***** EXTRACT TO READ *****

Moneybox

The GOP Platform Calls for Breaking Up Big Banks. Seriously!

Et tu, Reince?

Photo by Alex Wong/Getty Images

Has the Republican Party turned on Wall Street?

In a rather surprising development Monday morning, Donald Trump’s campaign manager, Paul Manafort, told a group of reporters that the official GOP platform would include a plank calling for the breakup of large U.S. financial institutions. “There has been some added components to [the platform] that reflect the issues that Mr. Trump has raised during the course of the campaign,” he said, according to the American Banker. “We also call for reintroduction of the platform of Glass-Steagall so that would create barriers between what the big banks can do and avoid some of the crisis that led to 2008.”

***** DATA *****

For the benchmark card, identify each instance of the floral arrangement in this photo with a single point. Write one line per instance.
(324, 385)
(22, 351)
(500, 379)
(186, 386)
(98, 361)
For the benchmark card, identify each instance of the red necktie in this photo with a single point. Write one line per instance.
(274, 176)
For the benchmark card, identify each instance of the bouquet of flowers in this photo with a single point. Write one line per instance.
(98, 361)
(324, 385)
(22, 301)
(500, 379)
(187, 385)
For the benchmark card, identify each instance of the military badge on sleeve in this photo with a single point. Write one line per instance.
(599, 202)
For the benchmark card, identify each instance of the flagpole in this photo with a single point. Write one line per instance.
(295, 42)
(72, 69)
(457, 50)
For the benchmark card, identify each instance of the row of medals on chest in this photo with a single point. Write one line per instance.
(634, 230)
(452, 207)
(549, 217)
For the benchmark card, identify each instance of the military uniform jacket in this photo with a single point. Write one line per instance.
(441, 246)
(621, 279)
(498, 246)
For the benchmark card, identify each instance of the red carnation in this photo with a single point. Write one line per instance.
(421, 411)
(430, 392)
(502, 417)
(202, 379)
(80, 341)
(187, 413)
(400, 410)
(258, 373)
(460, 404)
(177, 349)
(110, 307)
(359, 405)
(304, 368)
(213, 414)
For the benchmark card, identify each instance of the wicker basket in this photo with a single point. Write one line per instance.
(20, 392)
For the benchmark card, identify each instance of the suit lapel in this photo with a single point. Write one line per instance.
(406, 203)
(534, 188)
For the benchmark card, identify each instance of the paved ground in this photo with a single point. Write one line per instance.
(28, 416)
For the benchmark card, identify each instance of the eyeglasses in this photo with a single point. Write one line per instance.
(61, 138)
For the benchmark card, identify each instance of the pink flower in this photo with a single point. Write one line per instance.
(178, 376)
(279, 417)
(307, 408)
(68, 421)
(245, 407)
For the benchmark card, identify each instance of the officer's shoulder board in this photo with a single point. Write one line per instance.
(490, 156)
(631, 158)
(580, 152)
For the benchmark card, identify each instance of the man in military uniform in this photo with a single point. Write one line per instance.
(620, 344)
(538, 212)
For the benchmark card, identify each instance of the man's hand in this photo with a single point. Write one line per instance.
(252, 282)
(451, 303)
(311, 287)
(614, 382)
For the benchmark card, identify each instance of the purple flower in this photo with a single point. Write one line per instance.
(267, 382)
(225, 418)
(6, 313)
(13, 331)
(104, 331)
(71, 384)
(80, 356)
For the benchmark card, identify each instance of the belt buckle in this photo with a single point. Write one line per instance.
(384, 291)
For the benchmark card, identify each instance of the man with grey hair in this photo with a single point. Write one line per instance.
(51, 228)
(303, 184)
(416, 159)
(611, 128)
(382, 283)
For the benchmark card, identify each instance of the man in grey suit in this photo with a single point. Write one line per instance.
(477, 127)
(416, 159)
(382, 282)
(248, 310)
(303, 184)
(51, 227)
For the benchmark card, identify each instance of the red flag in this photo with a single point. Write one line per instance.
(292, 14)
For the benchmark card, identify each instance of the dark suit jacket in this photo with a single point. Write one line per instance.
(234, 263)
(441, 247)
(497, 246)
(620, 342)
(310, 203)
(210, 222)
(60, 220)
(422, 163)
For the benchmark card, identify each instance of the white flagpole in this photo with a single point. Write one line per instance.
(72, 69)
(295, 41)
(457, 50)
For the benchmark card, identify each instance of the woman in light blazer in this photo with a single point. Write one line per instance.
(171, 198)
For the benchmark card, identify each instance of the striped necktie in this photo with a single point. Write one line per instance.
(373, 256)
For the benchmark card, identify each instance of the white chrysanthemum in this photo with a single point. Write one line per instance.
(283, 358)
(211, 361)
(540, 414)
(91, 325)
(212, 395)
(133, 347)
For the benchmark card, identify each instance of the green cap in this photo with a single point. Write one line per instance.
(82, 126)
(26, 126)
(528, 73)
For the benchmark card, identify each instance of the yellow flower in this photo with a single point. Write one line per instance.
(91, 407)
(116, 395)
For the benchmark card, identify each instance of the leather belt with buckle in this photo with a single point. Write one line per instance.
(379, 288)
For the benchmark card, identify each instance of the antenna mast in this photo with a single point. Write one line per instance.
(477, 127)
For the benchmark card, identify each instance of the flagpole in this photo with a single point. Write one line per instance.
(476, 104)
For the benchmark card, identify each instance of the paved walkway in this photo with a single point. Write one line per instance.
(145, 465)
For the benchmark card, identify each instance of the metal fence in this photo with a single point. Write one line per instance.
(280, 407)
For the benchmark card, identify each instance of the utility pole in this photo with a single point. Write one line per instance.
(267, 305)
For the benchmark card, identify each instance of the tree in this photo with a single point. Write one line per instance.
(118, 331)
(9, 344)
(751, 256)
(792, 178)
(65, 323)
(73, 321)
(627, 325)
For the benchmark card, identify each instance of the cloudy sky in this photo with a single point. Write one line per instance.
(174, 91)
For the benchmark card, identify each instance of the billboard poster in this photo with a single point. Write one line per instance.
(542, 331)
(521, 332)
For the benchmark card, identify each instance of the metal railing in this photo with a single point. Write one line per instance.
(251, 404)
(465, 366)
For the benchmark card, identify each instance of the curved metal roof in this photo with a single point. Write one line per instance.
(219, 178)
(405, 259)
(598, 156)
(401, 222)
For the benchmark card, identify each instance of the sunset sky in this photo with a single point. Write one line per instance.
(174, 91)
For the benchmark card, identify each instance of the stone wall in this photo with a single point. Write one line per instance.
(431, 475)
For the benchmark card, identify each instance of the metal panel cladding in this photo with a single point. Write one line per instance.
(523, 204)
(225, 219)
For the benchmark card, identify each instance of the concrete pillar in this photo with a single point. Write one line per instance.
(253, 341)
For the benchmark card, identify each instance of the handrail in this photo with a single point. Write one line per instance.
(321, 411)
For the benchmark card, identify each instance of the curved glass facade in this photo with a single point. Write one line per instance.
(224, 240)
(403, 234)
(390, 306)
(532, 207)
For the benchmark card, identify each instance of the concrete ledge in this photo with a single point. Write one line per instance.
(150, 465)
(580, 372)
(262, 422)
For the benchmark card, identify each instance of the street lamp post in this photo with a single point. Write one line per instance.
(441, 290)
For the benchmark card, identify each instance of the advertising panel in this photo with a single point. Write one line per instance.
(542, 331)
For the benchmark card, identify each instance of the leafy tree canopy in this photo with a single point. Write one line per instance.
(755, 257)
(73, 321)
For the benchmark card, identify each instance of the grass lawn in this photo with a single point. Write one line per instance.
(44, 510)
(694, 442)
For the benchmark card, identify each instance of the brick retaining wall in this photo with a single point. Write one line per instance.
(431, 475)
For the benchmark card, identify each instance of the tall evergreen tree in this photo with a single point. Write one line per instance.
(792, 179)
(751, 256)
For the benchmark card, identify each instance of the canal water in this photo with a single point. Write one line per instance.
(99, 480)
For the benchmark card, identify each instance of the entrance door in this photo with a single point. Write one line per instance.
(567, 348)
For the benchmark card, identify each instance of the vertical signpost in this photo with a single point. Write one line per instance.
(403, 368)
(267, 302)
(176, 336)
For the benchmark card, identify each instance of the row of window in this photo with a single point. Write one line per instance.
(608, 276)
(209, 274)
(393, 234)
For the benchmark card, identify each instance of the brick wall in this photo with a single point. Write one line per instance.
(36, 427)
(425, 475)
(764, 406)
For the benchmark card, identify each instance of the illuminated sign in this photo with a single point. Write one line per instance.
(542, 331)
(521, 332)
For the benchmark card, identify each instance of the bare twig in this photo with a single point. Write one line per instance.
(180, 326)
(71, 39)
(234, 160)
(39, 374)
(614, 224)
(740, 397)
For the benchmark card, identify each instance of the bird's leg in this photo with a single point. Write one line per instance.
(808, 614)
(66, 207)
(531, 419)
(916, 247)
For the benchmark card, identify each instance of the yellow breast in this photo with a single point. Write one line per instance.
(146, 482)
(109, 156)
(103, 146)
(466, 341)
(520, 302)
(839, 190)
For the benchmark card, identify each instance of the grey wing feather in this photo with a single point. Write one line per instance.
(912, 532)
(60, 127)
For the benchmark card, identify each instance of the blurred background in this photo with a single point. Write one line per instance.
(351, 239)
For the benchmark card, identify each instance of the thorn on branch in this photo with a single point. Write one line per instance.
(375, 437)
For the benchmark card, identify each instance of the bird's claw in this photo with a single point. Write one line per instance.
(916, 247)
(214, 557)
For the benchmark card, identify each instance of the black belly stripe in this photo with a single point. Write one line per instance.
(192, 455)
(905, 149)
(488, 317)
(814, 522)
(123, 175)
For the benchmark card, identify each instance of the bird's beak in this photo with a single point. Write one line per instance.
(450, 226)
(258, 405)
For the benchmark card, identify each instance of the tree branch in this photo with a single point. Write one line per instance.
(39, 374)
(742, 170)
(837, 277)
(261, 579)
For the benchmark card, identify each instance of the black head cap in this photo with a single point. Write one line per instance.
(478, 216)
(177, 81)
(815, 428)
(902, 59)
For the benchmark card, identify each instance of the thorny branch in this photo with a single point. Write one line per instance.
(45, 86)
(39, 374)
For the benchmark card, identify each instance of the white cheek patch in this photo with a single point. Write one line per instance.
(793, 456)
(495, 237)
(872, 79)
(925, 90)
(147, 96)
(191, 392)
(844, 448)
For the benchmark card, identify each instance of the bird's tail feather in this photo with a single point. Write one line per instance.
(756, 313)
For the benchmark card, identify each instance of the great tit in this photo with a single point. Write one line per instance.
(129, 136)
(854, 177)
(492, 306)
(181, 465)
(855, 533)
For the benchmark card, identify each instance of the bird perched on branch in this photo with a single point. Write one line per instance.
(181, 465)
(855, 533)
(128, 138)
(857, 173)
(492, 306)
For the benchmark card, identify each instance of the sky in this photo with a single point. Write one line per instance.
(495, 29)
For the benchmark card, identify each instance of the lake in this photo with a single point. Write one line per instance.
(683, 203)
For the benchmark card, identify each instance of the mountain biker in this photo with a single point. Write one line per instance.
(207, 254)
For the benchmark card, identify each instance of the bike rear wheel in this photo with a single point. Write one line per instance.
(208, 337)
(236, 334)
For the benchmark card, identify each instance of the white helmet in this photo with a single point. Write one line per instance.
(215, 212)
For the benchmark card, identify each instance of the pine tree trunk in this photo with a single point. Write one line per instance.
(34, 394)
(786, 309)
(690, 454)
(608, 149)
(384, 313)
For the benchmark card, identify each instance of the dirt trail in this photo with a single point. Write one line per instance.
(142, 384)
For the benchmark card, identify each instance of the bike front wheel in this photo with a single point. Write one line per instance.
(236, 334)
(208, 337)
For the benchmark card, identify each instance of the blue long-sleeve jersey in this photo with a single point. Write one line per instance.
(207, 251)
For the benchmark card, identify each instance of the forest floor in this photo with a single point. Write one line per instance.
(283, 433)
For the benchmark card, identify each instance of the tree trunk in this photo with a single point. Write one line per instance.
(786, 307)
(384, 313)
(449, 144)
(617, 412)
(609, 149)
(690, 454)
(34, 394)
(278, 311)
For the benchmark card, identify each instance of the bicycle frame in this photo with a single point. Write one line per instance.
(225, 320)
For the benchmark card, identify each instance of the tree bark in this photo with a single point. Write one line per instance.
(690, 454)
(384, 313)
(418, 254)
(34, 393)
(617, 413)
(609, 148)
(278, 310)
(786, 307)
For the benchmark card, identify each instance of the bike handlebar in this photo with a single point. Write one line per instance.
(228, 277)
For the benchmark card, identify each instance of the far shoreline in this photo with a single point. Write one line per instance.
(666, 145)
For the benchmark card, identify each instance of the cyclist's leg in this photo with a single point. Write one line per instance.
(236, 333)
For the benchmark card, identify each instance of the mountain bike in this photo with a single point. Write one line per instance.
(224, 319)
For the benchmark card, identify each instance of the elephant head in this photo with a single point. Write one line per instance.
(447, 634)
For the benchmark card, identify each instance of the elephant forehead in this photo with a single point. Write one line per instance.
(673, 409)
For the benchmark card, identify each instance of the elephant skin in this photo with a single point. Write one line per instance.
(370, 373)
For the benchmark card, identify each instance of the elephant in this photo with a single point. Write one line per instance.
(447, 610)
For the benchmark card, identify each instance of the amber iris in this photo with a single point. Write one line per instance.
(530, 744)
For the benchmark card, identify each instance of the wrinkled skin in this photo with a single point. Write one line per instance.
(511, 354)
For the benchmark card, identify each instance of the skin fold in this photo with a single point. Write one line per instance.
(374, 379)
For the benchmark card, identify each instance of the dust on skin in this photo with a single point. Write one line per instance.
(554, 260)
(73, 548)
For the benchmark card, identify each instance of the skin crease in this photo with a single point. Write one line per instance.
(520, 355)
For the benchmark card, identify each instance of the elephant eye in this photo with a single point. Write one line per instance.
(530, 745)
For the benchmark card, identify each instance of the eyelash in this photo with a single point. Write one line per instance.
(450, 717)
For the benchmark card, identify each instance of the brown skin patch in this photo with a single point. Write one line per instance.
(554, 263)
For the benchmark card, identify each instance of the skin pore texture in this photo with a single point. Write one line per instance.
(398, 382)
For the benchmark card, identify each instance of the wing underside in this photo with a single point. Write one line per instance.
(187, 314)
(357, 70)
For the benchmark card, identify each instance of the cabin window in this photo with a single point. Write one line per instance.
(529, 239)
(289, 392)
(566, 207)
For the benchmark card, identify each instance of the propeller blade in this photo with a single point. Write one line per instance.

*****

Continue the article about the GOP platform's call to break up big banks, starting after its final sentence.

ANSWER TO THE TASK:
This is a rather obvious play to lure disaffected Bernie Sanders voters over to Trump’s side. Glass-Steagall was the Depression-era law separating commercial and investment banking that was repealed under President Bill Clinton in 1999. While one can debate how much its demise contributed to the 2008 financial crisis, many on the left have fixated on bringing it back as the ne plus ultra of financial reform. Sanders, of course, promised to resurrect the statute. Hillary Clinton did not during the primary campaign, arguing instead that Congress and regulators should do more to address dangers lurking in the so-called shadow banking system. This has earned her no shortage of grief from progressives who suspect she may be pandering to Wall Street donors.

Vowing to break up the banks would be a relatively easy way for Trump to capitalize on that skepticism. Doing it with the backing of the party woudl give it a bit more credibility. And what about the fact that the candidate has also said he would deregulate Wall Street by junking the Dodd-Frank financial reforms passed in 2010? Well, nobody ever accused Donald Trump of philosophical consistency. But beyond that, like many in the GOP, Manafort suggests that Dodd-Frank has been a burden on small banks. Bringing back Glass-Steagall, on the other hand, would affect big banks. Back in the real world, it’s a pretty dishonest position. But rhetorically, you can see how they’d square it.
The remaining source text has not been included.